Exercise goal: Set out the listing below as a Markdown table with the columns Row and Line, one numbered row per line, skipping blank lines and leaving out the pictures.

Data to process:
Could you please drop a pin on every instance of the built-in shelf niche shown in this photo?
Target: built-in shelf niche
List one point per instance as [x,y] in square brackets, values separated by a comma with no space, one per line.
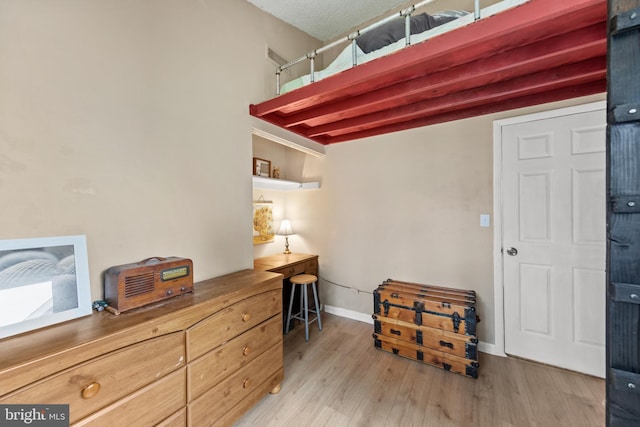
[282,184]
[288,148]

Solution to this task:
| Row | Line |
|---|---|
| 1 | Could you please drop a pin on every instance of the built-in shelf niche shown in this photo? |
| 2 | Target: built-in shelf niche |
| 3 | List one point per instance as [x,y] in square brackets, values separated by a comma with no space, one per line. |
| 4 | [282,184] |
| 5 | [288,148] |